> Prompt
From the rows below, pull out each one that contains the string "with" and copy it in full.

> Listed records
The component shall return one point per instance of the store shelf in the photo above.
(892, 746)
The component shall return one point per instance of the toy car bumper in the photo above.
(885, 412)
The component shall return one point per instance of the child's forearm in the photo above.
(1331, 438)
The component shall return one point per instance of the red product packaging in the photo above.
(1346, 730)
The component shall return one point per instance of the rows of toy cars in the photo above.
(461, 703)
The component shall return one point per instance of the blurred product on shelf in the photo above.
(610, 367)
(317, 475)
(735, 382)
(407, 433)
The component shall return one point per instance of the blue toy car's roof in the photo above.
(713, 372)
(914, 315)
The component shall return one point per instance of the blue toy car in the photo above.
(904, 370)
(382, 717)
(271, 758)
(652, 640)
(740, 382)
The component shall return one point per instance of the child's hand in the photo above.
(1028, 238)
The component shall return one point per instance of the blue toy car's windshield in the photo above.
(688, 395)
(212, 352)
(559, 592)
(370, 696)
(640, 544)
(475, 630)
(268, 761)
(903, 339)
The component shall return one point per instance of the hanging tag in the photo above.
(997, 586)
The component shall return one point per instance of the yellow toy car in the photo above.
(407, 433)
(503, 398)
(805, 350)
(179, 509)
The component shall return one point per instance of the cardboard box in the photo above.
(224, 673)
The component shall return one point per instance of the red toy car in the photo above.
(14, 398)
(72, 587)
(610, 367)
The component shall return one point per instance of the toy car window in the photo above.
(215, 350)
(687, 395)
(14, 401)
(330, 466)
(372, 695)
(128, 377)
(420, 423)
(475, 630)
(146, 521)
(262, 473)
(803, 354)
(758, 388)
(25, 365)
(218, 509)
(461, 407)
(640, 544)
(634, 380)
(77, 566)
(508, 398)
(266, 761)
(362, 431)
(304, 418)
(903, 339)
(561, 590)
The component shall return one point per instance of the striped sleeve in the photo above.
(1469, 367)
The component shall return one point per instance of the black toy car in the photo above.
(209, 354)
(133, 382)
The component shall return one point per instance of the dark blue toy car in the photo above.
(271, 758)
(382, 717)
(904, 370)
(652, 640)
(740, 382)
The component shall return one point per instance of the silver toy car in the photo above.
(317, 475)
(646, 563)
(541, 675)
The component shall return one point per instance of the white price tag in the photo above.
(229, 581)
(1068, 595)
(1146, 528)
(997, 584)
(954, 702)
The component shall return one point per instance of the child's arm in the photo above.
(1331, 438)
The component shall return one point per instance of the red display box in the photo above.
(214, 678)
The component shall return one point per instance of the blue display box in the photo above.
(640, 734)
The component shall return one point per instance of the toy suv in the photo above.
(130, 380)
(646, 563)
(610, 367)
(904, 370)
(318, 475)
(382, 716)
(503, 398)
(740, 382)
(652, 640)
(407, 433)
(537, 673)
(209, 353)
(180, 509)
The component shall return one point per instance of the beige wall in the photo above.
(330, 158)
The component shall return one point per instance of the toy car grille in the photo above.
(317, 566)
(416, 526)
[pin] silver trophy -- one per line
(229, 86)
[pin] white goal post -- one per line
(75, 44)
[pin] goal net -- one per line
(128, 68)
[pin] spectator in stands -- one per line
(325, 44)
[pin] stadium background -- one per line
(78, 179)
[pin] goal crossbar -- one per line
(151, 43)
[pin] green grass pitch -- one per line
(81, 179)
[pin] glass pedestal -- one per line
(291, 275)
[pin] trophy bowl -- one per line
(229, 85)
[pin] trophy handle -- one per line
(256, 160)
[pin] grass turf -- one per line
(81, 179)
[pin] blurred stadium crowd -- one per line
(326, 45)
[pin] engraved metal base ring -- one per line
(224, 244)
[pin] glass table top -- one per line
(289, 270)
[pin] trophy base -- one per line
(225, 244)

==

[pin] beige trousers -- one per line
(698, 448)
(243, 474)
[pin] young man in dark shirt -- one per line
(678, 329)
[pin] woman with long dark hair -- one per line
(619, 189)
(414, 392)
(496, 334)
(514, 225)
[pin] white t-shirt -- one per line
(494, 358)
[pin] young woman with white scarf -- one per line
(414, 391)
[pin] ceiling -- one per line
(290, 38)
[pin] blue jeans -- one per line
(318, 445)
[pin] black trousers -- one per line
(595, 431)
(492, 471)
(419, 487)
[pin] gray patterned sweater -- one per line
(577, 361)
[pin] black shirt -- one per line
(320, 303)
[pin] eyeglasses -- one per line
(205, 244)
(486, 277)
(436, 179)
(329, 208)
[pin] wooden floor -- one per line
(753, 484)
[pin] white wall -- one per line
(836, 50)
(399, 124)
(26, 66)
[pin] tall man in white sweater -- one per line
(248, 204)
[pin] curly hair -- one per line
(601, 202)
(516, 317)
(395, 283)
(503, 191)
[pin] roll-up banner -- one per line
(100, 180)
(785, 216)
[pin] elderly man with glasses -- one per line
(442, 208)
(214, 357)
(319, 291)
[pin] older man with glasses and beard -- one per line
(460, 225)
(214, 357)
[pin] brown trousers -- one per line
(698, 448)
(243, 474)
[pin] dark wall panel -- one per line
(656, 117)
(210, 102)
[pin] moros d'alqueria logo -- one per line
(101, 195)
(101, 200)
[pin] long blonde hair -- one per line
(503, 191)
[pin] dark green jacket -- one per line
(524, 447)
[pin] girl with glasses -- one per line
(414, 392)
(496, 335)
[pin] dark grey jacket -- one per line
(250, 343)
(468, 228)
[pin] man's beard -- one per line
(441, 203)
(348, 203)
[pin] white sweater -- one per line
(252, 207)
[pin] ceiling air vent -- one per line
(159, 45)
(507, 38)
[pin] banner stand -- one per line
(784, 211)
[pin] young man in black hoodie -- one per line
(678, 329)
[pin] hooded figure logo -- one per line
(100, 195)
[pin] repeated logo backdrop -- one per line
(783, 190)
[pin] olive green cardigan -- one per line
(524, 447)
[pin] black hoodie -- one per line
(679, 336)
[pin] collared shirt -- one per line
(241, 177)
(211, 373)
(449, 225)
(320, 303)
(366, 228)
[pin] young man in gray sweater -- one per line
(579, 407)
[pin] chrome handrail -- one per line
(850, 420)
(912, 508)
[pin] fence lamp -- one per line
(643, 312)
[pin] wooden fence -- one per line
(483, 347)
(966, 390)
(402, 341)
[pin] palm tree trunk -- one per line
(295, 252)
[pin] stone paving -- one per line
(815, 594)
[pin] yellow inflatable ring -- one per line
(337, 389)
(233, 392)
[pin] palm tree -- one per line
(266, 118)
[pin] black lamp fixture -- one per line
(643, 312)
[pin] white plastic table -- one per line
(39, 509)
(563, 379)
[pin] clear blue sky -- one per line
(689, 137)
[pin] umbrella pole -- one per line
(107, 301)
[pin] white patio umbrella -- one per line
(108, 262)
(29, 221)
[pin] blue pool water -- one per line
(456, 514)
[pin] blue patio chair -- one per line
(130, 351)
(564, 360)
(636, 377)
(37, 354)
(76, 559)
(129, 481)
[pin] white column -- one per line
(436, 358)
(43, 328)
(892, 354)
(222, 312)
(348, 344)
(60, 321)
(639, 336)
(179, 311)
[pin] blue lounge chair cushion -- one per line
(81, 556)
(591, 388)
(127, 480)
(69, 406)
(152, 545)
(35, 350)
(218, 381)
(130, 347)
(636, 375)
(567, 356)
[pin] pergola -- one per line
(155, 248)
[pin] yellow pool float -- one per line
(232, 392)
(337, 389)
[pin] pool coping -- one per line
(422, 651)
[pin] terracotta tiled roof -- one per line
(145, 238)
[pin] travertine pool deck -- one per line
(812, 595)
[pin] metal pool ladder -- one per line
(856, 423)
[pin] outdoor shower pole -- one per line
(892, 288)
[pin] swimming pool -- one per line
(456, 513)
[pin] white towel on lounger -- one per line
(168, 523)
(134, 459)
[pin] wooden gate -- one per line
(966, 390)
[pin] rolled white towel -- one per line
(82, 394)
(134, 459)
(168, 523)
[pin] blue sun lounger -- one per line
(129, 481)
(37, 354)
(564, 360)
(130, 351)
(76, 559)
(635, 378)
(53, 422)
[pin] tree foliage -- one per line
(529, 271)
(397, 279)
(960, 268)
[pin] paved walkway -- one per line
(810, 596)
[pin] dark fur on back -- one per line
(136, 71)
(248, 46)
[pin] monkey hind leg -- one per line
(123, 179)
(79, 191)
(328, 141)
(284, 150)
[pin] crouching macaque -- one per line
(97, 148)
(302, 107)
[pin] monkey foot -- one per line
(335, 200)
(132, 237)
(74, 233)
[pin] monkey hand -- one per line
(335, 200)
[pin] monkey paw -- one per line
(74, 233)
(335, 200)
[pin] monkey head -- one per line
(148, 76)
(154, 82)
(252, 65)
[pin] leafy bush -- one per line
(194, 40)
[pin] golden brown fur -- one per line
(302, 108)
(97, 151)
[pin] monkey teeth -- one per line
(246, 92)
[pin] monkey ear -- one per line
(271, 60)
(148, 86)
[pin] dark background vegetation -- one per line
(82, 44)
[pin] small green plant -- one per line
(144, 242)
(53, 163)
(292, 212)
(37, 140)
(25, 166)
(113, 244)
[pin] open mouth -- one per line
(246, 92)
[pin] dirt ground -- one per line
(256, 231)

> Full response
[pin] woman with long dark hair -- one per line
[pin] young woman with white scarf -- one per line
[pin] elderly man with glasses -- one per line
[pin] older man with glasses and beard -- one per line
[pin] girl with glasses -- one per line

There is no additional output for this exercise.